1b. Tropospheric bromine
Perspective:
Reactive bromine-containing species affect tropospheric chemistry through the budget of ozone, HOx, and NOx perturbations; formation of secondary organic aerosol (SOA); and the fate of pollutants such as VOCs, sulphur, and mercury (Schmidt et al., 2016; Chen et al., 2017; Abrahamsson et al., 2018; Peng et al., 2021).
Field measurements and modeling studies suggest that reactive bromine arises mainly from the oxidation and photolysis of organobromine molecules and sea salt aerosol (SSA) debromination, however, reported values varied in a large range with a degree of uncertainties.
The relative importance of anthropogenic sources is still uncertain, due to lack of research on anthropogenic short-lived bromine substances, unrefined anthropogenic emission inventories and uncertainties in the knowledge of tropospheric bromine chemistry.
Further investigation in the sources and influences of reactive bromine species in the troposphere requires multiscale observations in time and space for bromine species. Including bromine chemistry in climate and chemistry models will improve our understanding of the above atmospheric effects, and associated impacts on the radiation budget.
The main sources of reactive bromine in the troposphere are oxidation and photolysis of organobromine molecules (CHBr3, CH2Br2, CH3Br) and SSA debromination (Schmidt et al., 2016; Wang et al., 2019b). Minor sources of Bry are transport from the stratosphere where Bry originates from photochemical decomposition of organobromine molecules and halons (Wales et al., 2018). For the sinks, Bry (= BrO + Br + Br2 + HOBr + BrCl + HBr + BrNO3 + BrNO2) is primarily removed from the troposphere via wet and dry deposition (Schmidt et al., 2016). The biogeochemical cycle of bromine is dominated by major sources to the atmosphere, such as sea spray, saline lakes, volcanoes, and marshes, but also anthropogenic sources, such as power plants, industrial processes, industrial boilers, and residential burning (Li et al., 2021b; Peng et al., 2021; Al-Adilah et al., 2022). However, observations of bromine (especially short-lived) species in areas with moderate or high anthropogenic emissions are scarce, so that it is not easy to determine the corresponding abundance and composition in anthropogenic emissions (Hossaini et al., 2012; Lee et al., 2018). Inventories of anthropogenic emissions from bromine sources and calculation of emission factors are not sufficiently well developed and refined (Li et al., 2021a). There are also some uncertainties in the tropospheric bromine chemical mechanisms (especially in heterogeneous reactions) (Simpson et al., 2015). Therefore, direct and multiscale measurements for bromine species are required to validate emission inventory and model simulation results. The combination of simulation and observation experiments is an effective tool for studying bromine chemistry.
CH2Br2 and CHBr3, short-lived bromocarbons, are ubiquitous in the oceans, where they are formed by macro- and microalgae (Fiehn et al., 2017; Lim et al., 2018). Additionally, together with other halocarbons, they are also produced through abiotic processes (Keppler et al., 2000). The results from a global 3-dimensional ocean biogeochemistry model found high bromoform levels in the extratropics (3–10 pmol L−1), a decrease toward the subtropics (approximately 1 pmol L−1), and a peak at the equator (approximately 2 pmol L−1) (Stemmler et al., 2015), consistent with observations in the northwest Pacific.

DATASET EXCERPT:
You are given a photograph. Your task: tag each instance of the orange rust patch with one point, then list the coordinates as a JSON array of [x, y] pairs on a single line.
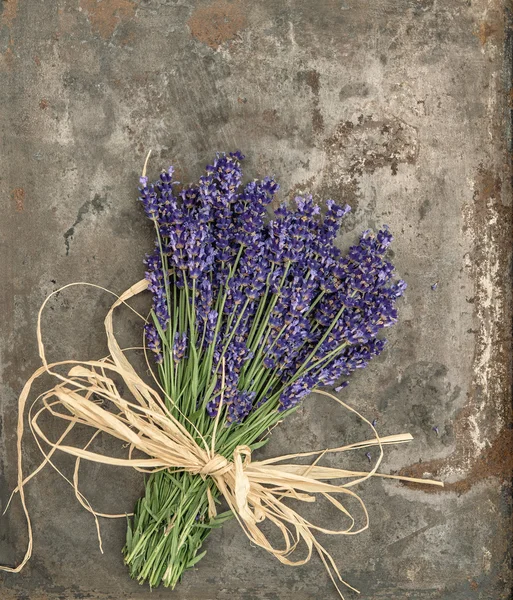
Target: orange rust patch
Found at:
[[495, 461], [491, 224], [18, 195], [486, 30], [217, 22], [106, 15], [9, 12]]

SET TASKS:
A) Retype part of the tropospheric bromine passage, beginning at the words "1b. Tropospheric bromine" and stopping after "et al., 2021).".
B) According to the tropospheric bromine passage, which anthropogenic sources contribute to the biogeochemical cycle of bromine?
Rely only on the tropospheric bromine passage.

TASK RESPONSES:
A)
1b. Tropospheric bromine
Perspective:
Reactive bromine-containing species affect tropospheric chemistry through the budget of ozone, HOx, and NOx perturbations; formation of secondary organic aerosol (SOA); and the fate of pollutants such as VOCs, sulphur, and mercury (Schmidt et al., 2016; Chen et al., 2017; Abrahamsson et al., 2018; Peng et al., 2021).

B)
- Power plants
- Industrial processes
- Industrial boilers
- Residential burning